* SELECTED TEXT *
==============================

The activity of PAS-NSW, under the command of Rajs, against the ethnic Belarusians in the region of Białystok encouraged many Belarusians to view the communist government as less hostile to them than the Polish underground.

In April 1946 he ordered the murder of over a dozen captured Public Security and Milicja Obywatelska personnel.

===Arrest and execution===
From August 1946 Rajs's brigade was dispersed, and divided into small teams. In October 1946 Rajs disbanded the brigade, and went to his family in Elbląg. In November 1948 he was detained, and though he managed to escape, was later captured again. Rajs attempted to collaborate with the communists, and provided information on the structure of anti-partisan underground. However, the communists put him on trial. Rajs was found guilty of massacring Belarusian civilians and sentenced to death by shooting. He was executed in late 1949.

==Memory in post-communist era==
In 1995, the Warsaw District Military Court annulled the 1949 death sentence, as his actions were seen by the court as under the circumstances of force majeure. However, in the opinion of Belarusians this was the rehabilitation of a murderer. In March 1997 relatives of Rajs' victims appealed to the Białystok court to overturn this verdict. The initial inquiry that was launched that determined that the victims were not involved in the structure of the communist state and that therefore Rajs' crimes were classified as crimes against humanity. In 2002 this case was taken over by the newly formed Institute of National Remembrance (IPN), whose local prosecutor collected evidence which showed that the motivation for the crimes was ethnic hatred. However, the investigation into these crimes was closed in 2005 on the grounds that perpetrators were deceased. In closing the case in 2005, the IPN stated that "it must be stated categorically that the murder of [Belarusian] wagon-drivers and the pacification of [Belarusian] villages in January–February 1946 cannot be seen as part of the battle for an independent state, since they bear the marks of genocide". This recognition by the IPN of the crimes of a cursed soldier against national minorities was exceptional.

Rajs remained relatively obscure until his memory was taken over by the National Radical Camp (ONR), a nationalist group, which actively promotes him as a hero. Since 2015 posters of Rajs are displayed in Independence day marches by the group's supporters. Along the border with Belarus, glorification of Rajs has become a way to express anti-Belarusian sentiments. During late 2015, the ONR placed his name on several public and private buildings in which Belarusians live in Hajnówka and elsewhere. Since 2016, a march to commemorate Rajs is held by ONR in the town. While Rajs is promoted by Polish nationalists, he is repudiated by the Belarusian minority in Poland and Polish mass media.

==============================

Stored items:
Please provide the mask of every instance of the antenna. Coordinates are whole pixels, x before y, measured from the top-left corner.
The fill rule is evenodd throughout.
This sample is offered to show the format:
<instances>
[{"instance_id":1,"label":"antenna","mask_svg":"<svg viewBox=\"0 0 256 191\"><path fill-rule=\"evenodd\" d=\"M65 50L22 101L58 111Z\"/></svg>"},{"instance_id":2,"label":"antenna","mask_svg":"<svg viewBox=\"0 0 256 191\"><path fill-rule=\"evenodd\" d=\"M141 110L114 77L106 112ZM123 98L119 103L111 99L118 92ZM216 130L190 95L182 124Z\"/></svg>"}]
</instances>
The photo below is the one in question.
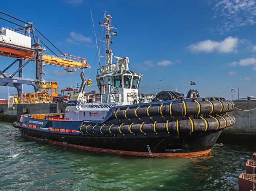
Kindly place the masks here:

==============================

* ACTIVITY LIST *
• a. According to the passage about Rajs, where did he go after disbanding his brigade in October 1946?
• b. Translate this sentence from the passage about Rajs into Spanish: "Rajs was found guilty of massacring Belarusian civilians and sentenced to death by shooting."
• c. Repeat the passage about Rajs from "The activity of" up to and including "in late 1949.".

* SET OF ANSWERS *
• a. He went to his family in Elbląg.

• b. Rajs fue declarado culpable de masacrar a civiles bielorrusos y condenado a muerte por fusilamiento.

• c.
The activity of PAS-NSW, under the command of Rajs, against the ethnic Belarusians in the region of Białystok encouraged many Belarusians to view the communist government as less hostile to them than the Polish underground.

In April 1946 he ordered the murder of over a dozen captured Public Security and Milicja Obywatelska personnel.

===Arrest and execution===
From August 1946 Rajs's brigade was dispersed, and divided into small teams. In October 1946 Rajs disbanded the brigade, and went to his family in Elbląg. In November 1948 he was detained, and though he managed to escape, was later captured again. Rajs attempted to collaborate with the communists, and provided information on the structure of anti-partisan underground. However, the communists put him on trial. Rajs was found guilty of massacring Belarusian civilians and sentenced to death by shooting. He was executed in late 1949.